(Region segmentation data)
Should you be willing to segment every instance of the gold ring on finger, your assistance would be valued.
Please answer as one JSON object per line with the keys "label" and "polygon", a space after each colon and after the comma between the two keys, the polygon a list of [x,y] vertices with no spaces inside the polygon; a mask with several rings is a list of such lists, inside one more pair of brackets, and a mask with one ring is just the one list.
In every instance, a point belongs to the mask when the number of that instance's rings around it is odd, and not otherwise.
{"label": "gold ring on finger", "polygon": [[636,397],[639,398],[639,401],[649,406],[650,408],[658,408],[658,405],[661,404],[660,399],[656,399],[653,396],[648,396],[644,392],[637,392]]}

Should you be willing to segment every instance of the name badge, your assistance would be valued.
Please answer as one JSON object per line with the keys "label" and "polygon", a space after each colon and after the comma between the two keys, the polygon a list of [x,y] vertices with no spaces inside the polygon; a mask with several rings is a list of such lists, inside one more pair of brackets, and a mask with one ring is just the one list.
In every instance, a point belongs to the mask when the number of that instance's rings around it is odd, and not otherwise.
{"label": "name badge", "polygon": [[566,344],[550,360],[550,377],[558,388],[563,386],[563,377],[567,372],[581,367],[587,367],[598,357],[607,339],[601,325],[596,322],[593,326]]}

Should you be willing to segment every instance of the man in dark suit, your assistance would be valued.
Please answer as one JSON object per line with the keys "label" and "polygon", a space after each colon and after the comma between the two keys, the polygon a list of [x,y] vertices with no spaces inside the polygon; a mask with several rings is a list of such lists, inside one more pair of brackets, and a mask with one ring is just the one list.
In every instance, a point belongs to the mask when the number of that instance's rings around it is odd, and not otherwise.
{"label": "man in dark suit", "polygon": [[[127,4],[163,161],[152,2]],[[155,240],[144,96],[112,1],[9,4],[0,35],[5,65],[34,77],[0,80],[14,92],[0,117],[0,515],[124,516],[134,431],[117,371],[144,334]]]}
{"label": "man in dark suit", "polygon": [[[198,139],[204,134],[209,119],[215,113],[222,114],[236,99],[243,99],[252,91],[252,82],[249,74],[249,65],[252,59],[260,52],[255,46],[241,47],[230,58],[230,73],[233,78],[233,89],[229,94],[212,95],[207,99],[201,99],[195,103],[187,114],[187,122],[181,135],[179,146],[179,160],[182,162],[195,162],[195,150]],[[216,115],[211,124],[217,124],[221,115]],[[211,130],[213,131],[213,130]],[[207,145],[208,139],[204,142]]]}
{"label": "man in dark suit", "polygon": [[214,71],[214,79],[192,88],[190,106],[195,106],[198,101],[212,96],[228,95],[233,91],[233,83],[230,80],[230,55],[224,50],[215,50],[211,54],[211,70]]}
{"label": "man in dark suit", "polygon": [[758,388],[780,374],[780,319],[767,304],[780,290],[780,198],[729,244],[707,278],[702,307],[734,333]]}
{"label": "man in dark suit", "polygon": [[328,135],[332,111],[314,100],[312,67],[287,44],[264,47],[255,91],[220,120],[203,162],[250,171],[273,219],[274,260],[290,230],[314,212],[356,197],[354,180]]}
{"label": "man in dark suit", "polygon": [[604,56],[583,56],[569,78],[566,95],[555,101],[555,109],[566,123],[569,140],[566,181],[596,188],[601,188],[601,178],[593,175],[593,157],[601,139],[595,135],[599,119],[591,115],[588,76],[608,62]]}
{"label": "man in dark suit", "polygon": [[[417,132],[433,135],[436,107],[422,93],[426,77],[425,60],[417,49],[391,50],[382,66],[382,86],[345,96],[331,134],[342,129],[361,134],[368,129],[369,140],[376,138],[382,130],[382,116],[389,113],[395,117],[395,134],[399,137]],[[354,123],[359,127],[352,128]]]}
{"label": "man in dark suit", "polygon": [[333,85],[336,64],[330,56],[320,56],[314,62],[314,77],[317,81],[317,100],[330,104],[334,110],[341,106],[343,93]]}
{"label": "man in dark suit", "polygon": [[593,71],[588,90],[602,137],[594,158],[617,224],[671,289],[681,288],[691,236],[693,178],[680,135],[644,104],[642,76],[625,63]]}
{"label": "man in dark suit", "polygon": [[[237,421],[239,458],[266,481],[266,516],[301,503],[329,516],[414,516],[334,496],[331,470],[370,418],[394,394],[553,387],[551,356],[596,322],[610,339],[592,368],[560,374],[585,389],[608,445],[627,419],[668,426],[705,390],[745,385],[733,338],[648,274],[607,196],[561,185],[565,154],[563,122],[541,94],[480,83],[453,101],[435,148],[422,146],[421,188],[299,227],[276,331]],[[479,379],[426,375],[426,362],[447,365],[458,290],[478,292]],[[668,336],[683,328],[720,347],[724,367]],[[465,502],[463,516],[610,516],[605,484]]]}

Aim of the task:
Send back all of the entries exactly, with nothing missing.

Exercise answer:
Should you be willing to segment every instance of the gold ring on finger, your assistance would be valued.
Please answer as one JSON object per line with the keys "label" and "polygon", a space after each colon and after the comma between the two keys, the polygon a list of [x,y] vertices with no spaces inside the polygon; a mask with several rings is a list of such lists, inside one more pair of brackets, and a mask with one ring is just the one list.
In every instance, a point belongs to the mask when the number of that instance's rings around it is odd, and not otherwise.
{"label": "gold ring on finger", "polygon": [[636,397],[639,398],[639,401],[649,406],[650,408],[658,408],[658,405],[661,404],[660,399],[656,399],[653,396],[648,396],[644,392],[637,392]]}

Should you be willing to segment every instance of the name badge, your assistance would be valued.
Please answer as one JSON object per line with the keys "label" and "polygon", a space after each colon and after the comma between the two keys, the polygon a list of [x,y] vertices with no spaces inside the polygon; a mask with several rings is a list of such lists, inside one more pair of brackets, and a mask with one ring is just the one list.
In every instance, a point belongs to the mask when the number of that instance's rings around it is odd, and not otherwise.
{"label": "name badge", "polygon": [[566,344],[550,360],[550,377],[558,388],[563,386],[563,377],[567,372],[581,367],[587,367],[598,357],[607,339],[601,325],[596,322],[593,326]]}

Should you be willing to segment every instance of the man in dark suit, your assistance would be valued.
Please answer as one JSON object per line with the keys "label" and "polygon", a space after each colon and after the comma between the two keys, the polygon a list of [x,y] vertices with no spaces inside the polygon; a mask with several rings is a list of such lists, inside one more pair of brackets, and a mask with one ring is just the one list.
In every instance, a point belongs to the mask when the number of that instance's rings around it is odd, and not otherwise.
{"label": "man in dark suit", "polygon": [[[127,4],[163,161],[152,2]],[[155,240],[144,96],[112,1],[9,4],[0,35],[5,65],[34,77],[0,80],[14,92],[0,117],[0,515],[124,516],[134,431],[117,371],[144,334]]]}
{"label": "man in dark suit", "polygon": [[[198,139],[204,134],[209,119],[215,113],[222,114],[236,99],[243,99],[252,91],[252,82],[249,74],[249,65],[252,59],[260,52],[255,46],[241,47],[230,58],[230,73],[233,78],[233,89],[229,94],[212,95],[207,99],[201,99],[195,103],[187,114],[187,122],[181,135],[179,146],[179,160],[182,162],[195,162],[195,150]],[[216,115],[211,124],[217,124],[221,115]],[[211,130],[213,131],[213,130]],[[207,145],[208,139],[204,142]]]}
{"label": "man in dark suit", "polygon": [[214,71],[214,79],[192,88],[190,106],[195,106],[198,101],[212,96],[228,95],[233,91],[233,83],[230,80],[230,55],[224,50],[215,50],[211,54],[211,70]]}
{"label": "man in dark suit", "polygon": [[758,388],[780,374],[780,319],[767,304],[780,290],[780,198],[729,244],[707,278],[702,307],[734,333]]}
{"label": "man in dark suit", "polygon": [[328,135],[332,111],[314,100],[312,67],[287,44],[264,47],[255,91],[220,120],[203,162],[250,171],[273,219],[274,260],[290,230],[314,212],[356,197],[354,180]]}
{"label": "man in dark suit", "polygon": [[604,56],[583,56],[569,78],[566,95],[555,101],[555,109],[566,123],[569,140],[566,181],[596,188],[601,188],[601,178],[593,175],[593,157],[601,139],[595,135],[599,119],[591,115],[588,76],[608,62]]}
{"label": "man in dark suit", "polygon": [[[417,132],[433,135],[436,107],[422,93],[426,77],[425,60],[417,49],[391,50],[382,66],[382,86],[345,96],[331,134],[342,129],[361,134],[368,129],[369,140],[376,138],[382,130],[382,116],[389,113],[395,117],[395,134],[399,137]],[[354,123],[359,127],[352,128]]]}
{"label": "man in dark suit", "polygon": [[333,85],[336,64],[330,56],[320,56],[314,62],[314,77],[317,81],[317,100],[330,104],[334,110],[341,106],[343,93]]}
{"label": "man in dark suit", "polygon": [[593,71],[588,90],[602,137],[594,158],[617,224],[671,289],[681,288],[691,236],[693,178],[680,135],[644,104],[642,76],[625,63]]}
{"label": "man in dark suit", "polygon": [[[237,421],[239,458],[266,481],[266,516],[301,503],[329,516],[414,516],[334,496],[331,470],[370,418],[394,394],[553,387],[551,356],[596,322],[610,339],[592,368],[560,374],[585,389],[608,445],[627,419],[668,426],[705,390],[745,385],[733,338],[648,274],[607,196],[561,185],[565,154],[563,122],[541,94],[480,83],[453,101],[435,148],[422,146],[421,188],[299,227],[276,331]],[[479,379],[426,375],[426,362],[447,365],[458,290],[478,292]],[[668,336],[683,328],[720,347],[724,367]],[[465,502],[463,516],[610,516],[605,484]]]}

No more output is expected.